Objetivo del ejercicio:
Imprime, sin cambiar nada, el fragmento del texto sobre el juicio final que va entre "El pasaje de" y "no lo están.", ambos incluidos.

Extracto seleccionado:
El pasaje de hoy nos habla del juicio final, el juicio del gran trono blanco, en el que todos compareceremos ante el Señor. Aquí vemos que no hay lugar para la neutralidad, que toda la humanidad se puede dividir en dos grupos: aquellos que están inscritos en el libro de la vida, y los que no. No hay otro grupo, no es posible estar fuera de esta realidad. Tu nombre y el mío, o están inscritos o no lo están.

Como dice el comentarista Simon Kistemaker, el Señor aquí nos está mostrando “… el fin de la historia del mundo. El plan de Dios ha sido cumplido y todo lo que había que resolver se ha concluido. Ahora Dios llama a todos ante su tribunal y, al abrir los libros, cada uno es juzgado según la justicia divina. La división entre los santos y los incrédulos es irrevocable y definitiva. Aquellos cuyos nombres constan en el libro de la vida están por siempre con el Señor, y los que lo han despreciado quedan por siempre excluidos”.

     I.        El juicio

Imagina que hoy al salir de tu casa, te encontraste con un sobre en tu puerta. Al abrirlo, te das cuenta que es una citación judicial. Estás siendo demandado en un juicio porque te están acusando de cometer un delito. ¿Cómo reaccionarías? Trata de imaginar lo que sentirías en ese minuto en que te das cuenta que tendrás que comparecer ante un juez, y que hay alguien que dice que tiene pruebas en tu contra que pueden condenarte.

Información extraída:

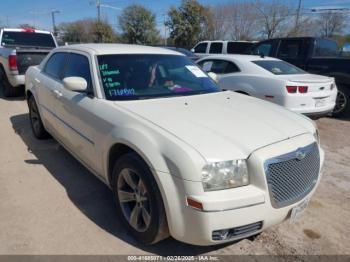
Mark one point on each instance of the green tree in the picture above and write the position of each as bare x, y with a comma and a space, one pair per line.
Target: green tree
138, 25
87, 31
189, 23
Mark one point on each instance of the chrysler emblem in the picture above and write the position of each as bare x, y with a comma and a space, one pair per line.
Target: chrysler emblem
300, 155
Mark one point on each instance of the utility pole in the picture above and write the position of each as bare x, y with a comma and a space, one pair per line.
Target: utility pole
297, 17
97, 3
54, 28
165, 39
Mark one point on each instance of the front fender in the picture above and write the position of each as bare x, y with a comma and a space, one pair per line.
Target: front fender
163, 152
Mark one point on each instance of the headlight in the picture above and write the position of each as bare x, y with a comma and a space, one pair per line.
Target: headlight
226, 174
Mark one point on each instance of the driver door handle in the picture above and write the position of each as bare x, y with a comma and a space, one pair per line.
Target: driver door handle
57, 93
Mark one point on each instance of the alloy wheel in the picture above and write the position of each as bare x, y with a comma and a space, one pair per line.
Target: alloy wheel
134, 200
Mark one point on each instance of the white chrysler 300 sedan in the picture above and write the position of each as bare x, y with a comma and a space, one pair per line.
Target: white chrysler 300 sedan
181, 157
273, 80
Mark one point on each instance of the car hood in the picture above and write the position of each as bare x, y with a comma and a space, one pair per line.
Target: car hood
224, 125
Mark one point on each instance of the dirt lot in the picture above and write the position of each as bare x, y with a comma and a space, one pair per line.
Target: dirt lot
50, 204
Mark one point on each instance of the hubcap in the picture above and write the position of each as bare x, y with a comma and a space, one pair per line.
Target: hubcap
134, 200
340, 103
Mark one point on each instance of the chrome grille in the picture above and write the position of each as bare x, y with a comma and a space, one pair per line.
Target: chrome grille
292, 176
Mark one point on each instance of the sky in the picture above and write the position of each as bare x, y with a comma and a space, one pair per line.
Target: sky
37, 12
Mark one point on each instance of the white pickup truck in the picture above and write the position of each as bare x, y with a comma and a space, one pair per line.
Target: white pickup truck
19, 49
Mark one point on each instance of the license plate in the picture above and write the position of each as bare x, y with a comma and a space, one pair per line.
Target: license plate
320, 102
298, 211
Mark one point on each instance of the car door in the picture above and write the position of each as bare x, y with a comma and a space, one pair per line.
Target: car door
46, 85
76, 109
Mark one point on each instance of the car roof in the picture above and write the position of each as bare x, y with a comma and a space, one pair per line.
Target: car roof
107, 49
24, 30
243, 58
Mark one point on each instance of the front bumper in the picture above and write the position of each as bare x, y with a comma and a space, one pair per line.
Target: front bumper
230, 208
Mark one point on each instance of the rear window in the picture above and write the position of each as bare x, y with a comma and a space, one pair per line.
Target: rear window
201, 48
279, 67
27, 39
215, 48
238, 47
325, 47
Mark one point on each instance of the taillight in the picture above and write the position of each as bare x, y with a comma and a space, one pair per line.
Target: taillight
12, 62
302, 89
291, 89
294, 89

Respuesta del ejercicio:
El pasaje de hoy nos habla del juicio final, el juicio del gran trono blanco, en el que todos compareceremos ante el Señor. Aquí vemos que no hay lugar para la neutralidad, que toda la humanidad se puede dividir en dos grupos: aquellos que están inscritos en el libro de la vida, y los que no. No hay otro grupo, no es posible estar fuera de esta realidad. Tu nombre y el mío, o están inscritos o no lo están.